■ What you need to do:
Within the records below, reproduce without change the lines from the line that has "Rules: pick out every instance of the orange" through the line that has "point(315, 100)", and only those.

■ Data for the task:

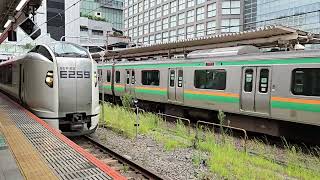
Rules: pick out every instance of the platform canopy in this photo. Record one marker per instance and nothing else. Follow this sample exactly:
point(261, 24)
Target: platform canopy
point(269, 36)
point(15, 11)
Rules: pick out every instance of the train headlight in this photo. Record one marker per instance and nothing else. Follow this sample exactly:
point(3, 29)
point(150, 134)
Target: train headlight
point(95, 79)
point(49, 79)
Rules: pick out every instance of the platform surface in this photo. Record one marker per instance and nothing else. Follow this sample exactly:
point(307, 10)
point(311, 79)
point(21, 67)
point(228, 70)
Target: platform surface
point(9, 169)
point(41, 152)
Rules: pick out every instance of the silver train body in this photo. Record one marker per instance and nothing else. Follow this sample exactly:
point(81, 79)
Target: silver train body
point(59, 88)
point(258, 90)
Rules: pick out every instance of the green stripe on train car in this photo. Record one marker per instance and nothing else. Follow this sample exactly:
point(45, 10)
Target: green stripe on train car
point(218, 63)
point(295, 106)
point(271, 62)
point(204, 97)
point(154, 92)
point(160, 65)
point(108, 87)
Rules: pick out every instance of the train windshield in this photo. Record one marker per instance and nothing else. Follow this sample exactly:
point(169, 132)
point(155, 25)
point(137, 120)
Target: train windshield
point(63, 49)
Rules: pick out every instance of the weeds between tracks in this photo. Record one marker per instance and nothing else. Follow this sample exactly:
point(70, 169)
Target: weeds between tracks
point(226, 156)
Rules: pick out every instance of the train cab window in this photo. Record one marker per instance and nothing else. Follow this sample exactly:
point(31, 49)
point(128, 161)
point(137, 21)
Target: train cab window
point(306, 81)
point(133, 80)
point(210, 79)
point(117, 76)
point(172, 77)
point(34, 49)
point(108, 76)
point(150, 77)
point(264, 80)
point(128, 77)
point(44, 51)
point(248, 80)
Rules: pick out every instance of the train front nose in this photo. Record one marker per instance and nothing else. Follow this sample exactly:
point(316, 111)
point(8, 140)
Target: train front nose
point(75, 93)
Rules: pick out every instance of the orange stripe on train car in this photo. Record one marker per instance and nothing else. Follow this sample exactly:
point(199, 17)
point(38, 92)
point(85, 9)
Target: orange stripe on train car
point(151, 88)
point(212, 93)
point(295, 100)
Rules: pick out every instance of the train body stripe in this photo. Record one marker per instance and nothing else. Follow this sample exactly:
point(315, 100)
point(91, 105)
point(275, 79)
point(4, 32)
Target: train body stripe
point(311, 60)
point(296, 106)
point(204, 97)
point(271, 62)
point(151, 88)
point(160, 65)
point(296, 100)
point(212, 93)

==

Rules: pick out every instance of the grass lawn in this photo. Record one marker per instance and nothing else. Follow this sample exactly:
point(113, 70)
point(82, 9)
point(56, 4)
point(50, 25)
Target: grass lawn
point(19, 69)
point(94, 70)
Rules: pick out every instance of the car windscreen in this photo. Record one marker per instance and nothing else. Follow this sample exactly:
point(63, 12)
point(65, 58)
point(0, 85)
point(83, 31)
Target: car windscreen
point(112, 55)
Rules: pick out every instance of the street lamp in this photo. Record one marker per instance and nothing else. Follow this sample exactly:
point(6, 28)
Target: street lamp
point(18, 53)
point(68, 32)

■ Written answer:
Rules: pick out every instance of the orange stripe on train car in this photo. Record one marker per instance and nothing else. Follow this sample exactly:
point(199, 17)
point(38, 92)
point(85, 9)
Target: orange stripe on train car
point(151, 88)
point(212, 93)
point(295, 100)
Rules: pick out every instance of the train body stripe in this photo. Record one marker per instance and nothing else. Follow this sample exactly:
point(315, 100)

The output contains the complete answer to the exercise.